CONSIGNE —
Recopiez le passage sur Tootsietoys entre « Camions, avions, autocars, vans » et « au catalogue Tootsietoys. », bornes incluses.

PASSAGE SOURCE —
Tootsietoys sera aussi la première firme à capter l’intérêt de reproduire les personnages des comic-strips publiés dans les journaux tels Andy Gump, Uncle Walt ou Moon Mullins au volant de leur auto ou à bord d’un bateau. Au milieu des années 1930, Tootsietoys produira aussi la série Midget (1936-1941), le dirigeable Zeppelin (1937), les premiers cars Greyhound, les cinq fabuleuses fusées Buck Rogers (Guy L’Éclair-1937), les bateaux de guerre (1940), les camions citernes Standard Oil, Texaco, Sinclair, Shell, ainsi que la série des Jumbo et Torpedo, énormes voitures longues de 15cm ressemblant à des Auburn, Pierce-Arrow ou Hupmobile. Commercialisée pendant une seule année, entre 1936 et 1937, cette série sera reprise après-guerre, une fois l’effort de guerre imposé achevé, leurs roues en métal avec pneus troquées pour des roues pleines en gomme noire. Il faudra patienter jusqu’en 1947 pour voir Tootsietoys sortir ses premières nouveautés : une Studebaker Champion coupé dessinée par Raymond Loewy et l’énorme Kaiser Sedan. Suivront des Ford, Chevrolet, Nash, Plymouth, Pontiac, Mercury, Cadillac, Lincoln…

Camions, avions, autocars, vans mais aussi, une ouverture vers l’Europe avec la reproduction d’une Triumph TR3, des Jaguar XK 120 et 140, de la MG TF, de la Porsche Spyder, de l’Austin-Healey 100-6, de la VW Cox et de quelques voitures de course Lancia ou Ferrari. Au début des années 1960, Tootsietoys rééditera officiellement ses premières séries d’avant-guerre et assurera la distribution aux USA de la série Roadmasters (1/45) produite par la firme anglaise Lone Star avec une Cadillac 62, une Chevrolet Corvair, une Ford Sunliner, une Rambler SW et, surprise ! une DS19, unique voiture française figurant au catalogue Tootsietoys.

LISTE DES ENTRÉES —
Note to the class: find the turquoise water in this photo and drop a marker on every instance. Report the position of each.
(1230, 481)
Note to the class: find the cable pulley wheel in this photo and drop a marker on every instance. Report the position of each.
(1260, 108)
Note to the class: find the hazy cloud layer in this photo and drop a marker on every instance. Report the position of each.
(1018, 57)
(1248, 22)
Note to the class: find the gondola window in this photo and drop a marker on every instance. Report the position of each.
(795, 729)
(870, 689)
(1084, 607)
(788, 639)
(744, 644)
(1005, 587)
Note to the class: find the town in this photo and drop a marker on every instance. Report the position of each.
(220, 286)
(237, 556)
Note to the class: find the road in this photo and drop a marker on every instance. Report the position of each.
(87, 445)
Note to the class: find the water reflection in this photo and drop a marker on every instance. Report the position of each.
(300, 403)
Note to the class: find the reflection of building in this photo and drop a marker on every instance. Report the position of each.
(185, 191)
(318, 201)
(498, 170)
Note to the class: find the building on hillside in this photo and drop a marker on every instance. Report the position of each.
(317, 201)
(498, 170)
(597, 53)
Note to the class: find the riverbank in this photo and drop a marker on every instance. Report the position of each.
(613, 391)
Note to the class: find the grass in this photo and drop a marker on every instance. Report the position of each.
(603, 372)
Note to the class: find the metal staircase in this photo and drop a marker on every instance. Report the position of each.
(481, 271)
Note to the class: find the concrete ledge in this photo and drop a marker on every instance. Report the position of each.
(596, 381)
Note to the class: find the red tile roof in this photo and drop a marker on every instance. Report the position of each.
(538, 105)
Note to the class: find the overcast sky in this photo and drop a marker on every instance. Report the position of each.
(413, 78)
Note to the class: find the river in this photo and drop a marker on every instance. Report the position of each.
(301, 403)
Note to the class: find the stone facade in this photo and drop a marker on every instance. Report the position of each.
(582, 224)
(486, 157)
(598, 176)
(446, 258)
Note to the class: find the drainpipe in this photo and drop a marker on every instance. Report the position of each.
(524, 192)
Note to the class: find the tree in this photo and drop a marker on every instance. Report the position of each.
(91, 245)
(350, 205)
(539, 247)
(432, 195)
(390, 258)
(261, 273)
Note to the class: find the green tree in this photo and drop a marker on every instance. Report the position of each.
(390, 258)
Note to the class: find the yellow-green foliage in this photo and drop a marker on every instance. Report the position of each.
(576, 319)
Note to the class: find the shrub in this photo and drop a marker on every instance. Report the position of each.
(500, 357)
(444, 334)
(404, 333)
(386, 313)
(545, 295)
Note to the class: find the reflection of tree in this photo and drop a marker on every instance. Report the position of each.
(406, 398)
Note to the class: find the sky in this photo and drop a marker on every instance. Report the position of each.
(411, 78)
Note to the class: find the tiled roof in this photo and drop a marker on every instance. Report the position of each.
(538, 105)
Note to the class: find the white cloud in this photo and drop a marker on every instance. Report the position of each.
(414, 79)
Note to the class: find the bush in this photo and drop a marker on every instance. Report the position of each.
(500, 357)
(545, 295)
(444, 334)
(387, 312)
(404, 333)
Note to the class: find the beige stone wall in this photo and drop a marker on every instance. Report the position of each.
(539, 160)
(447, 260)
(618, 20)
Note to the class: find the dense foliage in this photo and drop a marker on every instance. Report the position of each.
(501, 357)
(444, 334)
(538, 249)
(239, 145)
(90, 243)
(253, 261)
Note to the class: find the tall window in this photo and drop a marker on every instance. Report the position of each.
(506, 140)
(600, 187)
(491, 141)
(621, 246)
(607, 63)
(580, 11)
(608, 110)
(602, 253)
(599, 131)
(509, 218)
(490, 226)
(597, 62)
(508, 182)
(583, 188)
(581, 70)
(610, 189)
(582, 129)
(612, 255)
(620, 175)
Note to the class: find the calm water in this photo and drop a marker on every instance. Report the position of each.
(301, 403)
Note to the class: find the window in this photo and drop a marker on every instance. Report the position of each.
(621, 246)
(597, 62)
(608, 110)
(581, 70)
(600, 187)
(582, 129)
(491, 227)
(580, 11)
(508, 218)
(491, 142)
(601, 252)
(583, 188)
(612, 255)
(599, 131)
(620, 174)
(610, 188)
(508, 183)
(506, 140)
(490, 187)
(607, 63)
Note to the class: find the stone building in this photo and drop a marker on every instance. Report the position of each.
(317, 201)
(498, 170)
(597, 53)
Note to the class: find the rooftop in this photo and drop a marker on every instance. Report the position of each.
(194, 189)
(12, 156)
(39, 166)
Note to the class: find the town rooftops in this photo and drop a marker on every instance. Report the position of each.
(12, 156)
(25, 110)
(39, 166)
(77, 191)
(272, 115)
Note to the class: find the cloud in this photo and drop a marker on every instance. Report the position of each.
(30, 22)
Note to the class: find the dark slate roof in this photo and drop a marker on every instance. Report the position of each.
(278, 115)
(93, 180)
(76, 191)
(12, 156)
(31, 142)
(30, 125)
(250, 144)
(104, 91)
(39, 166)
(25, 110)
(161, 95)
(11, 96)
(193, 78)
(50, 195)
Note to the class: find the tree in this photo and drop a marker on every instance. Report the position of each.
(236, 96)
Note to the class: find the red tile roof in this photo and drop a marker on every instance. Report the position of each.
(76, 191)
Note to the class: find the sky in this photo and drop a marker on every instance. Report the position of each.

RÉSULTAT —
Camions, avions, autocars, vans mais aussi, une ouverture vers l’Europe avec la reproduction d’une Triumph TR3, des Jaguar XK 120 et 140, de la MG TF, de la Porsche Spyder, de l’Austin-Healey 100-6, de la VW Cox et de quelques voitures de course Lancia ou Ferrari. Au début des années 1960, Tootsietoys rééditera officiellement ses premières séries d’avant-guerre et assurera la distribution aux USA de la série Roadmasters (1/45) produite par la firme anglaise Lone Star avec une Cadillac 62, une Chevrolet Corvair, une Ford Sunliner, une Rambler SW et, surprise ! une DS19, unique voiture française figurant au catalogue Tootsietoys.